-- Start Extract --

While it later became apparent that Gerken was fully aware of the Dossier, Gerken advised Jane to "be candid" with Cosgrove and Eldik and faculty members who may hear of the Dossier. Jane in response explained to Gerken that the allegations in the Dossier were false and questioned why her own candor was at issue.
A few days thereafter, Gerken and Cosgrove personally approached the professor, who was in the process of hiring Coker Fellows for his small group, with the intent to induce the professor to decline to extend a fellowship to either Jane or John. The purpose of Gerken and Cosgrove's approach to the professor was to not only dissuade him from offering a Coker Fellowship to Jane and John, but to convince him that Jane and John were lying about their interactions with Chua, making them untrustworthy and unsuited for employment, despite the professor already employing both Jane and John as his research assistants.
In the course of this attempt, Gerken and Cosgrove brought with them a copy of the Dossier that Cosgrove had personally marked up with highlighting and annotations to show where Cosgrove believed that Jane and John were lying. Cosgrove did not try to investigate the specific allegations contained in the Dossier with Jane or John, even though they repeatedly informed her that it was full of lies and misrepresentations….
I asked Yale Law School for a response, beyond Yale's earlier response that "the lawsuit is legally and factually baseless, and the University will offer a vigorous defense," but was told the school wouldn't comment at this point; I will of course post any response if one is eventually released.

-- End Extract --

Exercise task 1: Report each line of the records that contains the string "water". Case counts.

-- Start Data supplied --

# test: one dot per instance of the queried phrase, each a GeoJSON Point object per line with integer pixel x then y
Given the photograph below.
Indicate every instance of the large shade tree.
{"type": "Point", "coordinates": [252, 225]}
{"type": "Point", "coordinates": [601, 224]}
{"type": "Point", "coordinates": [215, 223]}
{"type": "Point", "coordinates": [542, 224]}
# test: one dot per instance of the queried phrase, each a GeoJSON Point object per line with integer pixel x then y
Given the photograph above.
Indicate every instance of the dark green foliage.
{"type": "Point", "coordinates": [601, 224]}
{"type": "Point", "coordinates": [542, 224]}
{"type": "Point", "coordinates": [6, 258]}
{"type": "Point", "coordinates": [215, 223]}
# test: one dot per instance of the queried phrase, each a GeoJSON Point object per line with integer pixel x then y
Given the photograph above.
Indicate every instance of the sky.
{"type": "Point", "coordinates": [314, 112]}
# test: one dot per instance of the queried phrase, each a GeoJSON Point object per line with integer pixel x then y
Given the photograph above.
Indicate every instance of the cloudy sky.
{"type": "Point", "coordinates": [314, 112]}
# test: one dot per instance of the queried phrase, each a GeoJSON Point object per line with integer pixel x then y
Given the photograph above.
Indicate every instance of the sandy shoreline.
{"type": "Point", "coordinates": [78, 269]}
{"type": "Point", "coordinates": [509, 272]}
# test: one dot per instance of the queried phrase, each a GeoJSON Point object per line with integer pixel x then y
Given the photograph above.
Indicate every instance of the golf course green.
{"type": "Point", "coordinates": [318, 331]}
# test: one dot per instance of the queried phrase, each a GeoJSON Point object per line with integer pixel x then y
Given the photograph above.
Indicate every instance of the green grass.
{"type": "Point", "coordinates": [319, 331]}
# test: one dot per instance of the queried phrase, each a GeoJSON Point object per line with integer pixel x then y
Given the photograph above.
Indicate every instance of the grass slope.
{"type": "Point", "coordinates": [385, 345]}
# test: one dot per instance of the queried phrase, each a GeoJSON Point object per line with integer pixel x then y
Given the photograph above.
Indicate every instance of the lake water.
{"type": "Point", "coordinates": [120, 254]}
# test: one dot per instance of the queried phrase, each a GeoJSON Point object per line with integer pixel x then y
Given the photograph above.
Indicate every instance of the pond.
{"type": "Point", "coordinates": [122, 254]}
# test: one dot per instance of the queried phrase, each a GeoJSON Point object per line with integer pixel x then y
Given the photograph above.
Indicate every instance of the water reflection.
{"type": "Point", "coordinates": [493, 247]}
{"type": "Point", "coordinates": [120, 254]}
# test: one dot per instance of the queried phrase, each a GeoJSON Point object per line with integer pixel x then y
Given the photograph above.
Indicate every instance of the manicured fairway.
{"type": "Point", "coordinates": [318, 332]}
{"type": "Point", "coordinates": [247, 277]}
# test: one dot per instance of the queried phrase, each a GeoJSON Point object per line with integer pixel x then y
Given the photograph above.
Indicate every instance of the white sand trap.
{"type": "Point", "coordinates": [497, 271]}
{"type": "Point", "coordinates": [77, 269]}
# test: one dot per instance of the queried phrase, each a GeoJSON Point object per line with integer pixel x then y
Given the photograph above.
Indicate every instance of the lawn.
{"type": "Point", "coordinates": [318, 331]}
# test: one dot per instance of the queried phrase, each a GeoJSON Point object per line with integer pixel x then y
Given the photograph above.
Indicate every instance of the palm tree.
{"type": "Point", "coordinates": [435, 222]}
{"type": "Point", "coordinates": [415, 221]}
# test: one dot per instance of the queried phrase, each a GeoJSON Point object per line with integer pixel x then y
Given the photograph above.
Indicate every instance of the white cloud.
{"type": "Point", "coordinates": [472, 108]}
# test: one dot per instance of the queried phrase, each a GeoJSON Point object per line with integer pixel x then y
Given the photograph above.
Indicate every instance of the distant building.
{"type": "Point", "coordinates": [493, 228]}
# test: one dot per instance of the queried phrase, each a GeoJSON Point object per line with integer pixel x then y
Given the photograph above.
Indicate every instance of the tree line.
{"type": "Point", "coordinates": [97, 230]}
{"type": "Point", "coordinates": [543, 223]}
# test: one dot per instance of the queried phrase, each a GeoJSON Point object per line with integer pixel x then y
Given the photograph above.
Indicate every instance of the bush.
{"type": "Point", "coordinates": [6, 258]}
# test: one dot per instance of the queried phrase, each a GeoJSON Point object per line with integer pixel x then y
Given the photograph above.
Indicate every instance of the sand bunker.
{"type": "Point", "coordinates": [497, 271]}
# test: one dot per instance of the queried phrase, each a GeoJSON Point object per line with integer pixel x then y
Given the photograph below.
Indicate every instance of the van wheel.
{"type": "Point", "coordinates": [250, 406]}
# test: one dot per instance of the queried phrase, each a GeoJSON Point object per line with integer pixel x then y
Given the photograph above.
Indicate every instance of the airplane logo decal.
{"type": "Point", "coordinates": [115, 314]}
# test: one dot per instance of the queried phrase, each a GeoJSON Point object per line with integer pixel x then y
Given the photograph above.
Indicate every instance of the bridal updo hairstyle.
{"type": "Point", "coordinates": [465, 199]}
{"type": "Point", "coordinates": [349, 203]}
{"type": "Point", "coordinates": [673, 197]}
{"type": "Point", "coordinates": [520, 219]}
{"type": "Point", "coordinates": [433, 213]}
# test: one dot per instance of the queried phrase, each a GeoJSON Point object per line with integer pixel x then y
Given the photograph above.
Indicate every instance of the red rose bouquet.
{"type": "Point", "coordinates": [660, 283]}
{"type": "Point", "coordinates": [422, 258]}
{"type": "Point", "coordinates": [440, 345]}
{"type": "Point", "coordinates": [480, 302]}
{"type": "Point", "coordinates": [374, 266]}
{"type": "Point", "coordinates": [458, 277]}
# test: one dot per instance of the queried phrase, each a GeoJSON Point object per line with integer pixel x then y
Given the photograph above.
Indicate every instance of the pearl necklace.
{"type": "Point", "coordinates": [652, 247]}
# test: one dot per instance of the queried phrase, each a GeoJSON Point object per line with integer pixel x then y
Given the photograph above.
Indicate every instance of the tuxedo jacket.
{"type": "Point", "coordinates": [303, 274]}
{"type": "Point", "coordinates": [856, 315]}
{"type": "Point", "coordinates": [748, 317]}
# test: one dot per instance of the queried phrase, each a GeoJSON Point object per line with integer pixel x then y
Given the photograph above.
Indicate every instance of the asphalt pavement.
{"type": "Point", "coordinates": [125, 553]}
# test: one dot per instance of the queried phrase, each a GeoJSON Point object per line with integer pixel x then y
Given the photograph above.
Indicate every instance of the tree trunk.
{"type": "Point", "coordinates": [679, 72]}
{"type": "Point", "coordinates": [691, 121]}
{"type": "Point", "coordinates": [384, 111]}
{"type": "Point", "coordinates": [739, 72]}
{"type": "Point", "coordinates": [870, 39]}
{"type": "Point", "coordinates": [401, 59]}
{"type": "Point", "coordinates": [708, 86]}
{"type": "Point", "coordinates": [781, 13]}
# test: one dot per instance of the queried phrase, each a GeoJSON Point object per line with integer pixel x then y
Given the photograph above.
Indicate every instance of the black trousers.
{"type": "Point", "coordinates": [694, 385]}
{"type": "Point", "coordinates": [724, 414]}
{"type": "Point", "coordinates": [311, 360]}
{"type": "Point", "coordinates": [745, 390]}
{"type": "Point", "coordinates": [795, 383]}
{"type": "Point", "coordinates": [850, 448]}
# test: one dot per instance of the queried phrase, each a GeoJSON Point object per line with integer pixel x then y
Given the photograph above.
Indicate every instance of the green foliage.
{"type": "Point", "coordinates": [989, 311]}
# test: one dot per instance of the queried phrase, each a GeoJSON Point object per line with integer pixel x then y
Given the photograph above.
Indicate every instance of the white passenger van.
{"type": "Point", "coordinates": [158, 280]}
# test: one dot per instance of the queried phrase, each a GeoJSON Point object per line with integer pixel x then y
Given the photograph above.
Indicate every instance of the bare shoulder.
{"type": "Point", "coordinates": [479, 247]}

-- End Data supplied --

Exercise task 2: Please reproduce the Yale Law School passage starting at "In the course" and ending at "is eventually released.", replacing "lawsuit" with "complaint".

Output 1:
Indicate every instance of the lake water.
Indicate every instance of the water reflection.

Output 2:
In the course of this attempt, Gerken and Cosgrove brought with them a copy of the Dossier that Cosgrove had personally marked up with highlighting and annotations to show where Cosgrove believed that Jane and John were lying. Cosgrove did not try to investigate the specific allegations contained in the Dossier with Jane or John, even though they repeatedly informed her that it was full of lies and misrepresentations….
I asked Yale Law School for a response, beyond Yale's earlier response that "the complaint is legally and factually baseless, and the University will offer a vigorous defense," but was told the school wouldn't comment at this point; I will of course post any response if one is eventually released.